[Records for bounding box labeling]
"""

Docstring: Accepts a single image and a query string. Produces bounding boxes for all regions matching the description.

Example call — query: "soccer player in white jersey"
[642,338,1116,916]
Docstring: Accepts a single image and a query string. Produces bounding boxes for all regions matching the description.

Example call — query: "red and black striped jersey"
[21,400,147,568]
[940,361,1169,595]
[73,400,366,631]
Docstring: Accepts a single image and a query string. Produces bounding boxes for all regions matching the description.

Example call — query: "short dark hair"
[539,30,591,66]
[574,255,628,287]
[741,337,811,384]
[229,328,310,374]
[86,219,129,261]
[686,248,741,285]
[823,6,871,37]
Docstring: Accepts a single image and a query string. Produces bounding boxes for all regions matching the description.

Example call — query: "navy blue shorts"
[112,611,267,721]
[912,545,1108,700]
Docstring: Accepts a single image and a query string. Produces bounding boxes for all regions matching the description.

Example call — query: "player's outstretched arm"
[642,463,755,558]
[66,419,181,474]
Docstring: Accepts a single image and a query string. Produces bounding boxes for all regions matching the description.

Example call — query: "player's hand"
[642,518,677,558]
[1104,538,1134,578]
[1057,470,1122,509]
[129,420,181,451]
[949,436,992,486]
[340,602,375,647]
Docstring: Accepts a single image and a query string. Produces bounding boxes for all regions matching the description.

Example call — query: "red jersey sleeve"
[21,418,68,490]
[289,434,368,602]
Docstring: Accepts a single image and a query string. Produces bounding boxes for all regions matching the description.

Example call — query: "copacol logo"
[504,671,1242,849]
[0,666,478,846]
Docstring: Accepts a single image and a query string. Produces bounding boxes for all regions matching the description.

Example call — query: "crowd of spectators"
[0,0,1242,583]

"""

## WRITTEN EXERCISE
Express every line of the records above as a JSON list of strings, one string per line, with blank lines omitted.

## TASK SOLUTION
[
  "Docstring: Accepts a single image and a query string. Produces bounding boxes for all regions matching the description.",
  "Example call — query: \"soccer player in white jersey\"",
  "[642,338,1116,916]",
  "Docstring: Accepts a single image and a query string. Produces bounding boxes for all regions matching the description.",
  "Example call — query: \"red and black striped jersey\"",
  "[21,400,147,568]",
  "[940,361,1169,595]",
  "[73,400,366,631]",
  "Docstring: Accepts a single image and a query string. Produces bounding boxes for all regions matching the description.",
  "Example call — query: \"short dark hair\"",
  "[539,30,591,66]",
  "[574,255,628,287]",
  "[741,337,811,384]",
  "[229,328,310,374]",
  "[86,219,129,261]",
  "[686,248,741,285]",
  "[823,6,871,37]",
  "Docstring: Accepts a single image and a query string. Produces bounding boxes for all regions matching the description.",
  "Example call — query: \"navy blue shorts\"",
  "[112,611,267,721]",
  "[912,545,1108,700]",
  "Docstring: Accepts a single image and a query string. Produces bounding boxes for all regions matching the description.",
  "Example call — query: \"player's outstretched arm\"",
  "[642,463,755,558]",
  "[66,419,181,474]",
  "Docstring: Accepts a single image and a query string. Produces bounding boxes for all regions matching the description.",
  "Example call — query: \"player's hand\"",
  "[642,518,677,558]",
  "[1104,538,1134,578]",
  "[1057,470,1122,509]",
  "[129,420,181,451]",
  "[949,436,992,486]",
  "[340,602,375,647]",
  "Docstring: Accepts a single image and a query string. Produces bounding boxes for all regions matching the description.",
  "Example call — query: \"red jersey sleeve\"",
  "[21,418,68,490]",
  "[289,434,368,602]",
  "Docstring: Accepts a single image and a query string. Produces bounding boxes for all regions matching the description.",
  "Example call — query: \"copacol logo\"",
  "[504,671,1242,849]",
  "[0,666,478,846]",
  "Docstring: Accepts a single image and a query string. Produces bounding boxes for all regions matching the description.",
  "Example call — query: \"crowd of spectators\"",
  "[0,0,1242,583]"
]